> **Stored records**

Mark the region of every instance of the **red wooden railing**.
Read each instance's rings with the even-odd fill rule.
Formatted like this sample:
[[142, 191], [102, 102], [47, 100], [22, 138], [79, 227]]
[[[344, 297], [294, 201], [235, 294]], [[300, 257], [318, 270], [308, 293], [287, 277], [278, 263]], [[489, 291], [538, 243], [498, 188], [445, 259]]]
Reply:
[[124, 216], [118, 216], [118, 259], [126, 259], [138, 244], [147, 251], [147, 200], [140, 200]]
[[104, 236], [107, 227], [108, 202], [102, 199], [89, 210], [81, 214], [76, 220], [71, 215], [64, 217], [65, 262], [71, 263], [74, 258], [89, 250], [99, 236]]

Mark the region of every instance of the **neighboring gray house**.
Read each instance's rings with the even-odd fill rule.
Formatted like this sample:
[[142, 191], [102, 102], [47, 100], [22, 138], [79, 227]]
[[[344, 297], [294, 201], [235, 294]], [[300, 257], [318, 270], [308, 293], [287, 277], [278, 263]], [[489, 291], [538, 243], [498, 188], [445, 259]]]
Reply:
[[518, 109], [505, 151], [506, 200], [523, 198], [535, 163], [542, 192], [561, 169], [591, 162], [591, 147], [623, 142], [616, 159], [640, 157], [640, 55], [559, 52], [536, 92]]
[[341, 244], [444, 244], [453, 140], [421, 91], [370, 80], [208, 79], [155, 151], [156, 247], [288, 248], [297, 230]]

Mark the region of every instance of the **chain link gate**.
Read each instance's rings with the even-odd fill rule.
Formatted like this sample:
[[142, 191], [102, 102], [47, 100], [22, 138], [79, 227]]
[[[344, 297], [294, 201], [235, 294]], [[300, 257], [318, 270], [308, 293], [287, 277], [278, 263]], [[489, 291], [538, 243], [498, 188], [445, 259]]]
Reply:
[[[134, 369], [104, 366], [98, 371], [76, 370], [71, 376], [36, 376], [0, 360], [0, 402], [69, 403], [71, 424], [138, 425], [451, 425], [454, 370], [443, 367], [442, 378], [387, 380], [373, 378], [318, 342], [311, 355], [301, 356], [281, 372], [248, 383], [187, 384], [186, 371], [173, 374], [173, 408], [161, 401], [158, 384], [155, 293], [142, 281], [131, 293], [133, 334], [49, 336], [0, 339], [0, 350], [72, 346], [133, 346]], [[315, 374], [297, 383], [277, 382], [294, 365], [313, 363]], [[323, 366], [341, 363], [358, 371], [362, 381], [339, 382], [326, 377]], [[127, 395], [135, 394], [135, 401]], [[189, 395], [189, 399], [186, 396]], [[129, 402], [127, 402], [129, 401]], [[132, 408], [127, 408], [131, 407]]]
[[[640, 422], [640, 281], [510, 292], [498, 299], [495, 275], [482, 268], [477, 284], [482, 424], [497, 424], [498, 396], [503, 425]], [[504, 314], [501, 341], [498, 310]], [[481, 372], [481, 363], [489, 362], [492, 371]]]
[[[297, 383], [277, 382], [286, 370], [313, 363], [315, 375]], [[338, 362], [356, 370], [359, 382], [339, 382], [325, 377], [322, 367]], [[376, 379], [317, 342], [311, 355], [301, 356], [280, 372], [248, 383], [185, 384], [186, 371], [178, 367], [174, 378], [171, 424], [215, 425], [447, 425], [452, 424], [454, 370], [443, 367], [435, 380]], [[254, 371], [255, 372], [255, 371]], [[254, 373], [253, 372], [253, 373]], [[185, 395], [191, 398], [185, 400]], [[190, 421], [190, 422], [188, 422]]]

> **Assignment**
Could you retype each record exactly as it appears?

> **Task solution**
Mark the region of every instance of the **red wooden railing**.
Read each instance's rings with the even-odd fill rule.
Formatted like this sample:
[[142, 191], [102, 102], [47, 100], [22, 138], [79, 227]]
[[[344, 297], [294, 201], [235, 294]], [[300, 257], [318, 270], [308, 293], [287, 277], [278, 263]], [[489, 291], [538, 243], [498, 188], [445, 259]]]
Reply:
[[124, 216], [118, 216], [118, 259], [126, 259], [138, 244], [147, 251], [147, 200], [140, 200]]
[[104, 236], [107, 227], [108, 202], [102, 199], [89, 210], [81, 214], [76, 220], [71, 215], [64, 217], [65, 262], [71, 263], [74, 258], [89, 250], [99, 236]]

Mark the region of every instance of the **neighboring gray house**.
Read each instance's rings with the even-odd fill rule.
Formatted like this sample:
[[142, 191], [102, 102], [47, 100], [22, 138], [79, 227]]
[[[344, 297], [294, 201], [235, 294]], [[300, 257], [318, 270], [308, 293], [287, 277], [278, 263]], [[489, 291], [538, 243], [498, 188], [445, 259]]]
Reply:
[[518, 109], [505, 151], [506, 200], [523, 198], [535, 163], [542, 192], [561, 169], [591, 162], [591, 147], [623, 142], [616, 159], [640, 157], [640, 55], [559, 52], [536, 92]]
[[341, 244], [444, 244], [453, 140], [421, 91], [370, 80], [208, 79], [155, 151], [156, 247], [288, 248], [297, 230]]

Mark the region of every instance of the **chain link gate**.
Read each instance's rings with the even-odd fill rule.
Formatted like this sample:
[[142, 191], [102, 102], [47, 100], [22, 138], [79, 227]]
[[[344, 297], [294, 201], [235, 294]], [[300, 257], [318, 270], [308, 293], [287, 277], [278, 263]], [[489, 291], [538, 243], [498, 188], [445, 259]]]
Reply:
[[[134, 369], [104, 366], [98, 371], [76, 370], [71, 376], [36, 376], [0, 360], [0, 402], [69, 403], [71, 424], [138, 425], [451, 425], [454, 370], [443, 367], [442, 378], [387, 380], [373, 378], [318, 342], [311, 355], [301, 356], [281, 372], [248, 383], [187, 384], [186, 371], [173, 374], [173, 408], [161, 401], [158, 384], [155, 293], [142, 281], [131, 293], [133, 334], [49, 336], [0, 339], [0, 350], [72, 346], [133, 346]], [[315, 374], [297, 383], [277, 382], [294, 365], [313, 363]], [[323, 366], [341, 363], [358, 371], [362, 381], [339, 382], [326, 377]], [[127, 395], [135, 394], [135, 401]], [[189, 395], [189, 399], [186, 396]], [[129, 402], [127, 402], [129, 401]], [[132, 408], [127, 408], [131, 407]]]
[[[640, 422], [640, 281], [510, 292], [498, 299], [495, 275], [482, 268], [477, 284], [482, 424], [497, 424], [498, 396], [503, 425]], [[504, 314], [501, 341], [498, 310]], [[481, 372], [481, 363], [489, 362], [492, 371]]]
[[[297, 383], [277, 382], [286, 370], [313, 363], [315, 375]], [[338, 362], [356, 370], [359, 382], [339, 382], [325, 377], [322, 367]], [[376, 379], [317, 342], [311, 355], [301, 356], [280, 372], [248, 383], [185, 384], [186, 371], [178, 367], [174, 378], [171, 424], [215, 425], [447, 425], [452, 424], [454, 370], [443, 367], [435, 380]], [[254, 371], [255, 372], [255, 371]], [[254, 373], [253, 372], [253, 373]], [[185, 395], [191, 398], [185, 400]], [[190, 421], [190, 422], [188, 422]]]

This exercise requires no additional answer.